*** Information ***

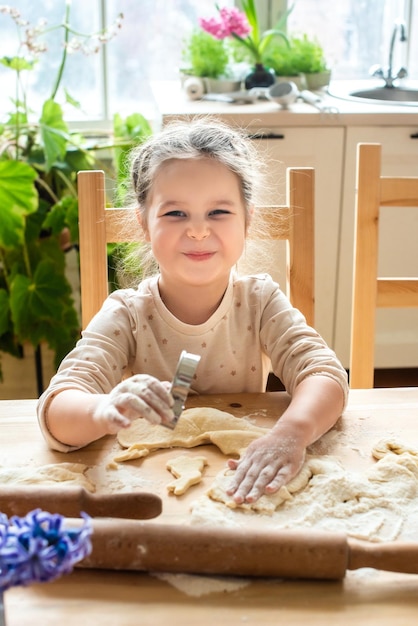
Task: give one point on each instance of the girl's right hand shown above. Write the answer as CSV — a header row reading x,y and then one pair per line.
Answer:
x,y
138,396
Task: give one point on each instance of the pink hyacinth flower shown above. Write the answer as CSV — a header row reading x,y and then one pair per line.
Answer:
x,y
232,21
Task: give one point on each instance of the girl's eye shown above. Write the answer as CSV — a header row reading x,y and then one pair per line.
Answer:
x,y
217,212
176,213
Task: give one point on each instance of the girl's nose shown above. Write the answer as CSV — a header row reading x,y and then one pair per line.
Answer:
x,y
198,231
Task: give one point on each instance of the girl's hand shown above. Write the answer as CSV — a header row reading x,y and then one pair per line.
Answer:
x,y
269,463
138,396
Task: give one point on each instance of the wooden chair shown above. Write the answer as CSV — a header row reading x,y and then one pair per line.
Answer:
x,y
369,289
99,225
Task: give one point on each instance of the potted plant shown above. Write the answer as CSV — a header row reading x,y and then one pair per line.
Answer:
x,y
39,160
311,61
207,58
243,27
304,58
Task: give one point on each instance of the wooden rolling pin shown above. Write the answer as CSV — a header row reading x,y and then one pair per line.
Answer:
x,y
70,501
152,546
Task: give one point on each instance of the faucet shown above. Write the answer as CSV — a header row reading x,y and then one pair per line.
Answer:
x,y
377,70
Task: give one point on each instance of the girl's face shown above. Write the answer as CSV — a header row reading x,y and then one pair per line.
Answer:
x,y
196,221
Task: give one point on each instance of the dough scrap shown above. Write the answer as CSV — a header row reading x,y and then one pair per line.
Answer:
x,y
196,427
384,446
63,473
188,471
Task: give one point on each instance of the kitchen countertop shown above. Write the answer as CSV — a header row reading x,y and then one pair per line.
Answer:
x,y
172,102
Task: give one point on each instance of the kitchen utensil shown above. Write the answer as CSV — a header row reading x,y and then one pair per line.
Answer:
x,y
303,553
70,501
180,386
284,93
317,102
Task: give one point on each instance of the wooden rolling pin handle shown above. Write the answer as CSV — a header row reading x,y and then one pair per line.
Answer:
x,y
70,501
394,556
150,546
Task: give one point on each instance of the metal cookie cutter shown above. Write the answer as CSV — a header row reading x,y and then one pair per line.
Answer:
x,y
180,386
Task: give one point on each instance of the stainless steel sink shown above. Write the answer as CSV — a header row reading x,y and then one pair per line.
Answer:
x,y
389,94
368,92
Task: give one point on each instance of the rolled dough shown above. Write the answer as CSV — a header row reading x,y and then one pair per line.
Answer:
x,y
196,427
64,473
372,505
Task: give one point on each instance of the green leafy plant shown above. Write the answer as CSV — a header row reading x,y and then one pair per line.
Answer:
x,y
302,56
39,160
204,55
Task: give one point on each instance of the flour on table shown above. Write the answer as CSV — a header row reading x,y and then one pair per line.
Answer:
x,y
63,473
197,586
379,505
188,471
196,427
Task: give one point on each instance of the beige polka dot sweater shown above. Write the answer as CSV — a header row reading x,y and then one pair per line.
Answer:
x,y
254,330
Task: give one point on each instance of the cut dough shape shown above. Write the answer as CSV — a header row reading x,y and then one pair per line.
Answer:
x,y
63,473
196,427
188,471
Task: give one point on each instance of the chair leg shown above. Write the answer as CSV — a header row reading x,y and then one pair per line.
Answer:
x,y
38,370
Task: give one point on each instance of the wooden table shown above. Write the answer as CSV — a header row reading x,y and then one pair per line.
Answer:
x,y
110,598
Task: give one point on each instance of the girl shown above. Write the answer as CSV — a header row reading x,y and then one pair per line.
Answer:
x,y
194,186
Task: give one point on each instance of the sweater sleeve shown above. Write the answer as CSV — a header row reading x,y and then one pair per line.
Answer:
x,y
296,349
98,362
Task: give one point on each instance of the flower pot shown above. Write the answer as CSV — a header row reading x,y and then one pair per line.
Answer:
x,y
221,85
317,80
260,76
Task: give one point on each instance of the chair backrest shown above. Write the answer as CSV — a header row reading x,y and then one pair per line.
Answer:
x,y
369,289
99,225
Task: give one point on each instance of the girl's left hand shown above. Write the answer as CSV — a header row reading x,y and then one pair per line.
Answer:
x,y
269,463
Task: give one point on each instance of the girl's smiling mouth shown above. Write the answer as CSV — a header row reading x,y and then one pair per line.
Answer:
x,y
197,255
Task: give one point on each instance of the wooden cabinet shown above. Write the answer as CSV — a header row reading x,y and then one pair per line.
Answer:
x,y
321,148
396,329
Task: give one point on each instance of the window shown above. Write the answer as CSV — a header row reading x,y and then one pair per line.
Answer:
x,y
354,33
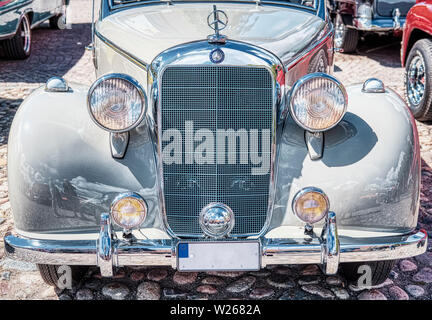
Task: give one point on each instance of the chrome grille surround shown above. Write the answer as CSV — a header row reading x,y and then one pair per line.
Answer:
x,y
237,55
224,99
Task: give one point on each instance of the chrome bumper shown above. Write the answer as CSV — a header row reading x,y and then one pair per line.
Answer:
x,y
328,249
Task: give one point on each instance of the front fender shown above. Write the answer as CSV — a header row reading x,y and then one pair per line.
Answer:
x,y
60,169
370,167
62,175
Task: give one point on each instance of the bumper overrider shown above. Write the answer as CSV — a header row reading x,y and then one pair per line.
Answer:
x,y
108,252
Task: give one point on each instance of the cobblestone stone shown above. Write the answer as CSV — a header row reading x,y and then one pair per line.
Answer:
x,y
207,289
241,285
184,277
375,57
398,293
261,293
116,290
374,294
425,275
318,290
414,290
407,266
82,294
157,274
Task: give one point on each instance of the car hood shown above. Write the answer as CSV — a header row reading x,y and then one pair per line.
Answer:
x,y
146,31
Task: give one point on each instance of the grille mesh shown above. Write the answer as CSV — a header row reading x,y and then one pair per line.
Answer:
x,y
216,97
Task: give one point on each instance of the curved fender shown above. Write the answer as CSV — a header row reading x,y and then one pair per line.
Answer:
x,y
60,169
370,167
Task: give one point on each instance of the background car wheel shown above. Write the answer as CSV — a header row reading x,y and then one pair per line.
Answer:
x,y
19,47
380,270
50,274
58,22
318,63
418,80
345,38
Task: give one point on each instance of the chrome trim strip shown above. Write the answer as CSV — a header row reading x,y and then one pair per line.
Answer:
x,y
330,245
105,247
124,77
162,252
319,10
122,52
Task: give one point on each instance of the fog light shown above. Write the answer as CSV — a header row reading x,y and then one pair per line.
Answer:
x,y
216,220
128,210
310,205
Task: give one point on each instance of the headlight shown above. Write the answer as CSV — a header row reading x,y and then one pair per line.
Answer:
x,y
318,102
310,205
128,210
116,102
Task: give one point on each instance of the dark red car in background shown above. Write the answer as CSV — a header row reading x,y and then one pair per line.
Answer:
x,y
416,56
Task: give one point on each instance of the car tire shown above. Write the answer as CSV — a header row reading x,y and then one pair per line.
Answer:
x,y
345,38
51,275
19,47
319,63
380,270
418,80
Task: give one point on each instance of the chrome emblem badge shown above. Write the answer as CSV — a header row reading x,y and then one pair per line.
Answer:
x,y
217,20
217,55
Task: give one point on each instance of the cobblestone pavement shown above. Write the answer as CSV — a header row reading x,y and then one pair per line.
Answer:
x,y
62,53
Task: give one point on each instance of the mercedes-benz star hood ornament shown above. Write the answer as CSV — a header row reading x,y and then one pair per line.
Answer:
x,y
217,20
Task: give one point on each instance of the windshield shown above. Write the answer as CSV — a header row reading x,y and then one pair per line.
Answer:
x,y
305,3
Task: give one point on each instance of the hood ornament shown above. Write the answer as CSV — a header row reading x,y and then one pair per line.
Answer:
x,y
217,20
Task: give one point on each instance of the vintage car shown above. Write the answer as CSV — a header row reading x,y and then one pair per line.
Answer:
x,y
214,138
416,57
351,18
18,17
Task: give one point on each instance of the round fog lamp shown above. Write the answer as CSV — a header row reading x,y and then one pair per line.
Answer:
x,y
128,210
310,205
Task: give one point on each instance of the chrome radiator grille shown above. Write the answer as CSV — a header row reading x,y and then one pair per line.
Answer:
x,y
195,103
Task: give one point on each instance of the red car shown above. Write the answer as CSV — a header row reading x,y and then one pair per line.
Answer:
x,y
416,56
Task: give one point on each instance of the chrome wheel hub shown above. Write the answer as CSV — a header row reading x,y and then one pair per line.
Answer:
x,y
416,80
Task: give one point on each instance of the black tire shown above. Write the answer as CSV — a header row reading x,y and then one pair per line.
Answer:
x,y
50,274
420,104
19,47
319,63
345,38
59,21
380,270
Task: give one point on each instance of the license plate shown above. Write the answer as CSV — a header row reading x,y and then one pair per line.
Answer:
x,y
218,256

*** End of Information ***
*** Information ***

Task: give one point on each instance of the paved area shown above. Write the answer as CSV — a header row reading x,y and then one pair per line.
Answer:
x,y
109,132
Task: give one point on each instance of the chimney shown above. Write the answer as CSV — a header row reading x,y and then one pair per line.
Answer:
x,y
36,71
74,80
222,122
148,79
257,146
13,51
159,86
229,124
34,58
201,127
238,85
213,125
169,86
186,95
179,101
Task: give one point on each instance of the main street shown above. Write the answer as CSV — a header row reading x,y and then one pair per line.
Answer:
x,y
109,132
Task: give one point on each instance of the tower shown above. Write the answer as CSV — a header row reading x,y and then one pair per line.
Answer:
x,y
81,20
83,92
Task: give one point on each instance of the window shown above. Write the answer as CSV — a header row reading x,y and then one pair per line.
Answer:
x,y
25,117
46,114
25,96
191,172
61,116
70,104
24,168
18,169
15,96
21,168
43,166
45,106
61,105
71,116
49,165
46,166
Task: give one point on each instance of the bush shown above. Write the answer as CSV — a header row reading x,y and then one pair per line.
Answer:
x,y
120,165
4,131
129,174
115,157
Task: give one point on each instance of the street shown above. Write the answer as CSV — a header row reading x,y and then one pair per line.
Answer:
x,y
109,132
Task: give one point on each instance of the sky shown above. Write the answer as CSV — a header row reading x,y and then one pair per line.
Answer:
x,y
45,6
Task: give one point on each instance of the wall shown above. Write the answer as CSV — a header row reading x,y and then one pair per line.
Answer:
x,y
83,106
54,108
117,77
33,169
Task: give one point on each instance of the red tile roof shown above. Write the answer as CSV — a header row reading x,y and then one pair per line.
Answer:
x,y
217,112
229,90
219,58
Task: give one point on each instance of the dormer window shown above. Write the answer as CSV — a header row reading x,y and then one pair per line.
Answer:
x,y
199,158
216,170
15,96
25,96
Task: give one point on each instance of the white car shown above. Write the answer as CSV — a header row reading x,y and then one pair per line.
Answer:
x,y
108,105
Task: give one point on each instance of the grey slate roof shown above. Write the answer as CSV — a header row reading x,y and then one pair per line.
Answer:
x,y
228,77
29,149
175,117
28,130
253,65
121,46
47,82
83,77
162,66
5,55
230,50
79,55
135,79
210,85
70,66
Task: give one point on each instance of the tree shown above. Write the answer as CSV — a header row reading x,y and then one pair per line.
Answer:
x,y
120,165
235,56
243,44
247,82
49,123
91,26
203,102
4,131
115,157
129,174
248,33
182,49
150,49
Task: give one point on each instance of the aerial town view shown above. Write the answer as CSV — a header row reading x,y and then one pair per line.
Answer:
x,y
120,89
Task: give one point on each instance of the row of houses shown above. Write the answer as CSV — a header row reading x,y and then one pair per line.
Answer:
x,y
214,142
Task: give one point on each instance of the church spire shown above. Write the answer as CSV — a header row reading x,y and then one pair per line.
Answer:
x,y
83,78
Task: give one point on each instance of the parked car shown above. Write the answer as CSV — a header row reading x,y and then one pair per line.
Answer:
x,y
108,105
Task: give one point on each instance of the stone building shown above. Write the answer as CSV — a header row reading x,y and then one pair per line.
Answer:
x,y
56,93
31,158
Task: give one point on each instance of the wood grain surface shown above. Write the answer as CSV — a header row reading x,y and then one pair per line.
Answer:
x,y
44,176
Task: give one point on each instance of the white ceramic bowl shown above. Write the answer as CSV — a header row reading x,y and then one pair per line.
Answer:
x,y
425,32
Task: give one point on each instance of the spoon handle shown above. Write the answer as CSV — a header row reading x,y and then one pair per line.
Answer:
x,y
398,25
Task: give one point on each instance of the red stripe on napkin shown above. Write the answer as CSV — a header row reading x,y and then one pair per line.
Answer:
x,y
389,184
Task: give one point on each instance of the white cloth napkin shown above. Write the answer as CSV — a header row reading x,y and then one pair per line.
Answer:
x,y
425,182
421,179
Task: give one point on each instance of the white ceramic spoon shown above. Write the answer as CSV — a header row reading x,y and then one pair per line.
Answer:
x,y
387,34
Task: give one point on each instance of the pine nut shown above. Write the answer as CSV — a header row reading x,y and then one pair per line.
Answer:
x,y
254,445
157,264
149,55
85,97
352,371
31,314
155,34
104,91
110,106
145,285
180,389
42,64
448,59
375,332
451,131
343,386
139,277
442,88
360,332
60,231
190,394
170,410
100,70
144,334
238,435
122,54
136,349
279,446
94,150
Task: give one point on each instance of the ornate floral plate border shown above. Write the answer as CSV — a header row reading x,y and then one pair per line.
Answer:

*** End of Information ***
*** Information ***

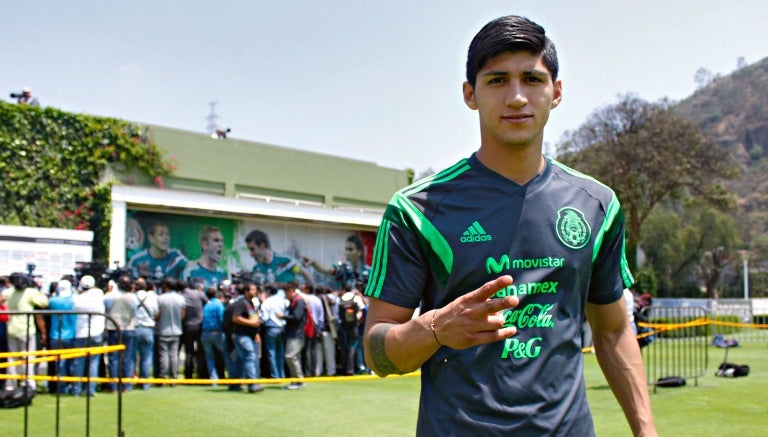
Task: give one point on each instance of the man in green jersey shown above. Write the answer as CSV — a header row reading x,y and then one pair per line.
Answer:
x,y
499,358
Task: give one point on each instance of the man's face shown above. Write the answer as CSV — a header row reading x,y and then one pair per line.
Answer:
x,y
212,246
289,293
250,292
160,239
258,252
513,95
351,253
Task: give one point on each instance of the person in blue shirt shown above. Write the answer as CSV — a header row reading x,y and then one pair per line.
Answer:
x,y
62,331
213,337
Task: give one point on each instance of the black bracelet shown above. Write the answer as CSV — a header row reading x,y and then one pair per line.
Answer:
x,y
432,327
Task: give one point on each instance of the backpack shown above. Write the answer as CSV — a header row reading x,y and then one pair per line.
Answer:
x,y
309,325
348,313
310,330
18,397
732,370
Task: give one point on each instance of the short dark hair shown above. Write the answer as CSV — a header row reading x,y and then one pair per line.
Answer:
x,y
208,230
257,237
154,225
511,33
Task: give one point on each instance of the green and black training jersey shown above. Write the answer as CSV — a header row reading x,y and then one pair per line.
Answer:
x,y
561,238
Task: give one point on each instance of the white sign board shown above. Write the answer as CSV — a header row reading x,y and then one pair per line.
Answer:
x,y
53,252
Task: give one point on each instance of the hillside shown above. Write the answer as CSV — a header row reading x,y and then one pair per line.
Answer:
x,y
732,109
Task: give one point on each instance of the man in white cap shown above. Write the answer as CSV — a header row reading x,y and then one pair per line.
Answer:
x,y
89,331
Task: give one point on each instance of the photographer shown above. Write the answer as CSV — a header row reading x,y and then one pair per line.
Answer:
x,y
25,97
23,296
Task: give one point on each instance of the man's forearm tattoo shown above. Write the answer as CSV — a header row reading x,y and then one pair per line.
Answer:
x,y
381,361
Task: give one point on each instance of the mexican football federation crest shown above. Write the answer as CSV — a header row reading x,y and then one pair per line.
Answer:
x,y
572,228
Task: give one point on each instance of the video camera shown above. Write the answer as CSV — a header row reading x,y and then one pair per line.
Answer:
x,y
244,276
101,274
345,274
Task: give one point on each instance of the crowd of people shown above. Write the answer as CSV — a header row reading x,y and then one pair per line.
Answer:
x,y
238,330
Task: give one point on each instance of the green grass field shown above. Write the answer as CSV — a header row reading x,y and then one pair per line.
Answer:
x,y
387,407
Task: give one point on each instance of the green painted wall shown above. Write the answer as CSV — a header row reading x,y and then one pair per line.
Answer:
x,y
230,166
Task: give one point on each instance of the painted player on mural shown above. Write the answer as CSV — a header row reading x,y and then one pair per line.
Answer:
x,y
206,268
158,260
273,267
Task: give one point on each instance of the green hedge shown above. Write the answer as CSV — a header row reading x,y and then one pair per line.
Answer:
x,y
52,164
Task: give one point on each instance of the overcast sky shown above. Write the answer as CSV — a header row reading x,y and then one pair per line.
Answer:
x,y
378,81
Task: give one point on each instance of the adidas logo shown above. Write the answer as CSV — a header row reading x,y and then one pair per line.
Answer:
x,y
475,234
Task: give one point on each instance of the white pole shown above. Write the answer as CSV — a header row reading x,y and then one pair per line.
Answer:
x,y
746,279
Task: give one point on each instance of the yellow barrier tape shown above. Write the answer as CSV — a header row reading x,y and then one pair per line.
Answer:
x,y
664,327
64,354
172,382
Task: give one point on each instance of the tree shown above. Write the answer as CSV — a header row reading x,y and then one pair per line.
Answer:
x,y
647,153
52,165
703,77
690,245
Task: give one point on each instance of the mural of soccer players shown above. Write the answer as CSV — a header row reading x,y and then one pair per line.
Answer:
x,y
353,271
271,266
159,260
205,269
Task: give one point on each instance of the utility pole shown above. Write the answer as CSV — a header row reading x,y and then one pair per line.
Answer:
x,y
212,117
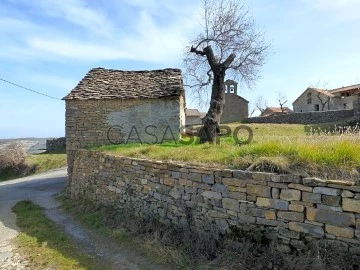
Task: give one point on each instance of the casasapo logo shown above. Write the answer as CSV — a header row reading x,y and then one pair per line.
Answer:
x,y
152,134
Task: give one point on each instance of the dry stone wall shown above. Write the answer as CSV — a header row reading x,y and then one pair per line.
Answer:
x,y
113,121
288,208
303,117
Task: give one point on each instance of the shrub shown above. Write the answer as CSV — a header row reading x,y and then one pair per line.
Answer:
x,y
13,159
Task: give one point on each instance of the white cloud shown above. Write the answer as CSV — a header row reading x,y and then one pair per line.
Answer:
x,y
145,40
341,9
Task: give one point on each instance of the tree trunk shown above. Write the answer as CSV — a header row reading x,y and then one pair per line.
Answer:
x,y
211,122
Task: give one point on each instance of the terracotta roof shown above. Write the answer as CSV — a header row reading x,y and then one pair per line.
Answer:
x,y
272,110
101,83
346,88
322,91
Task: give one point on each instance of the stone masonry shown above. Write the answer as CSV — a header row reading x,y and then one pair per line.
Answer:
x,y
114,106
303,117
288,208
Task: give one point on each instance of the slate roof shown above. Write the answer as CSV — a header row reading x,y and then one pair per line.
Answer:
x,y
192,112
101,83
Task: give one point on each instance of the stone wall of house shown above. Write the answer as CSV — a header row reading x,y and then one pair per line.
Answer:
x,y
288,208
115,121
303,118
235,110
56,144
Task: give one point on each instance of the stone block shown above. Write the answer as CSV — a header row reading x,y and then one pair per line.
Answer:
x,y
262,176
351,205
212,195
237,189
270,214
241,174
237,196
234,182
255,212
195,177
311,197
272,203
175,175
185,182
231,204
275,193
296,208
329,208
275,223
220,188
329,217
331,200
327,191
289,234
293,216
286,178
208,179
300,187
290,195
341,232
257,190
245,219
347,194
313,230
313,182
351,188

*** End of Information ***

> [Exercise]: Using the records above, write out exactly the lines between the one holding "Task: give one point on each instance of the shrub" and the one holding "Task: give one point on each instance of the slate", inclusive; leave everything else out.

> [Result below]:
Task: give one point on each instance of the shrub shown above. Write the answer as CSV — a header row reading x,y and then one pair per line.
Answer:
x,y
13,159
Task: give one point on each instance of the white cloud shown above. Write the answer as CSV — a header row reading x,y and then one pair per line.
Answer:
x,y
145,40
341,9
Task: give one point on each instance of the tree trunk shown above. Write the answer as CSV — a header row reading x,y and then one pair per line.
Answer:
x,y
211,122
Task: give one point on each instance of the terracotta roof shown above. Write the answer as CSV — a header row reading x,y and then one pair per line.
Answer:
x,y
272,110
101,83
346,88
322,91
Task: give one point on each instance of the stone masonry shown above. Write the answer as CSV — a header row reading x,y and then one pair per line.
Answer:
x,y
114,106
303,117
288,208
Task: give one point on each instance of the slate roof shown above. Write the answer as CSV — a header row reading x,y and then one pair per line.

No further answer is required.